Provided data
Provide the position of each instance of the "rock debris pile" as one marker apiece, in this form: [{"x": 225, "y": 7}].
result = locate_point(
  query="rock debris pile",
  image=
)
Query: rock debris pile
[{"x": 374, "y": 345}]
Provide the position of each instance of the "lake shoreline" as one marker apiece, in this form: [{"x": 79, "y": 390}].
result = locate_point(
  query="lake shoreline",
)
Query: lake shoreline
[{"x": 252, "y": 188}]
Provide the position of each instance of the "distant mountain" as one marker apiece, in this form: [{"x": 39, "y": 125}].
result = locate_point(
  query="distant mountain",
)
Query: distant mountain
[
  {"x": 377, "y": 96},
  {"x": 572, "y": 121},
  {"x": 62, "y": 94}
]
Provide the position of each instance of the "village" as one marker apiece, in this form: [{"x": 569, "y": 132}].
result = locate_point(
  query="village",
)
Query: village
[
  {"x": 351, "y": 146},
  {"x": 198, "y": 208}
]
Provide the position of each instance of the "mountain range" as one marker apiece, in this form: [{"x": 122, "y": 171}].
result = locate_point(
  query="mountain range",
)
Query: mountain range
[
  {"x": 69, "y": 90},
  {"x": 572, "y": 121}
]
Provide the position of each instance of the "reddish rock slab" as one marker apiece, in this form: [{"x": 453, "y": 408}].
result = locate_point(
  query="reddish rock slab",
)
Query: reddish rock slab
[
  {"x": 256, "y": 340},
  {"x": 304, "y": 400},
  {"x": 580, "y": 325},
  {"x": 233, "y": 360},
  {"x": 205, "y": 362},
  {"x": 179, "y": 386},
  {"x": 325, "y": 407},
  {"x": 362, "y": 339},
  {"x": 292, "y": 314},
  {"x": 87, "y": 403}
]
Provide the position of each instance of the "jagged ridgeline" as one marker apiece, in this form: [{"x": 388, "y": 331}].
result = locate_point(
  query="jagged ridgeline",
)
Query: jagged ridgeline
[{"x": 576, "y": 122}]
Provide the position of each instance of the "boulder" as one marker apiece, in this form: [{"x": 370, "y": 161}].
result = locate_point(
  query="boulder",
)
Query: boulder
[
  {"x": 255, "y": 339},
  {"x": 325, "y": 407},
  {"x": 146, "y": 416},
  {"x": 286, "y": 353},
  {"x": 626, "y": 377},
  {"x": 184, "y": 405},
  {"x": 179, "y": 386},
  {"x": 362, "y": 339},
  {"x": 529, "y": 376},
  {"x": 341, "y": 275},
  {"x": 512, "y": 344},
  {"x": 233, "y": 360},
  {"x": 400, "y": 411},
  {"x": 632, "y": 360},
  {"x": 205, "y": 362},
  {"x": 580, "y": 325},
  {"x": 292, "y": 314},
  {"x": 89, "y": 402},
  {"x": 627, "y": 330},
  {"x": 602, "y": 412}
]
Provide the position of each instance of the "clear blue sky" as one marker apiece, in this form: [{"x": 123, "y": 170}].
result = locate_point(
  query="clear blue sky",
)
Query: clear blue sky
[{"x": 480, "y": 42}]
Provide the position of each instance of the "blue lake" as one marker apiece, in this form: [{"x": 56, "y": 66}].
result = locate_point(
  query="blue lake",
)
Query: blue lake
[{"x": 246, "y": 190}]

Task goal
Make an exact copy of all the data.

Expected answer
Provide the position of each instance of the "rock debris pile" as one marker apiece, in this form: [{"x": 225, "y": 7}].
result = locate_point(
  query="rock debris pile",
  image=
)
Query: rock debris pile
[{"x": 374, "y": 345}]
Provide the position of each instance of the "lake shoreline" as one marker apiece, in this form: [{"x": 79, "y": 390}].
result = locate_point(
  query="lake shoreline",
)
Query: lake shoreline
[{"x": 252, "y": 188}]
Provide the position of each instance of the "distant mountain" as one marker apiece, in this form: [{"x": 39, "y": 125}].
result = locate_point(
  query="distant mountain",
)
Query: distant mountain
[
  {"x": 377, "y": 96},
  {"x": 572, "y": 121},
  {"x": 62, "y": 94}
]
Provide the position of each instance of the "village" as one marker apiece, in this form: [{"x": 569, "y": 132}].
result = locate_point(
  query="village",
)
Query: village
[
  {"x": 351, "y": 146},
  {"x": 198, "y": 208}
]
Provide the position of each instance of the "mountain range" as one marker apiece, in this form: [{"x": 122, "y": 171}].
result = locate_point(
  query="mountain range",
)
Query: mountain range
[
  {"x": 69, "y": 90},
  {"x": 572, "y": 121}
]
Provide the position of each instance of the "reddish rock slab" as one marker apiece, in this form: [{"x": 453, "y": 408}].
result = locate_point(
  query="reddish rock slab",
)
Query: reddish rock slab
[
  {"x": 256, "y": 340},
  {"x": 304, "y": 400},
  {"x": 580, "y": 325},
  {"x": 233, "y": 360},
  {"x": 205, "y": 362},
  {"x": 179, "y": 386},
  {"x": 325, "y": 407},
  {"x": 362, "y": 339},
  {"x": 292, "y": 314},
  {"x": 87, "y": 403}
]
Provide the position of each instance of the "jagged ridgeline" as one marker apiece, in this form: [{"x": 388, "y": 331}].
result = locate_point(
  query="jagged ridgeline",
)
Query: jagged ridgeline
[{"x": 576, "y": 122}]
Provide the position of each instance of the "boulder" as one marker apiece, in this form: [{"x": 370, "y": 161}].
result = locate_point(
  query="boulder",
)
Query: boulder
[
  {"x": 255, "y": 339},
  {"x": 325, "y": 407},
  {"x": 146, "y": 416},
  {"x": 286, "y": 353},
  {"x": 626, "y": 377},
  {"x": 184, "y": 405},
  {"x": 179, "y": 386},
  {"x": 362, "y": 339},
  {"x": 529, "y": 376},
  {"x": 341, "y": 275},
  {"x": 512, "y": 344},
  {"x": 233, "y": 360},
  {"x": 400, "y": 411},
  {"x": 632, "y": 360},
  {"x": 205, "y": 362},
  {"x": 580, "y": 325},
  {"x": 292, "y": 314},
  {"x": 89, "y": 402},
  {"x": 627, "y": 330},
  {"x": 602, "y": 412}
]
Provide the position of each instance of the "clear blue sky" as one marker apiece, in this form: [{"x": 123, "y": 170}].
result = locate_point(
  query="clear blue sky",
)
Query: clear blue sky
[{"x": 480, "y": 42}]
Provide the position of each instance of the "blue lake" as one marker apiece, in this form: [{"x": 56, "y": 66}].
result = locate_point(
  query="blue lake",
)
Query: blue lake
[{"x": 246, "y": 190}]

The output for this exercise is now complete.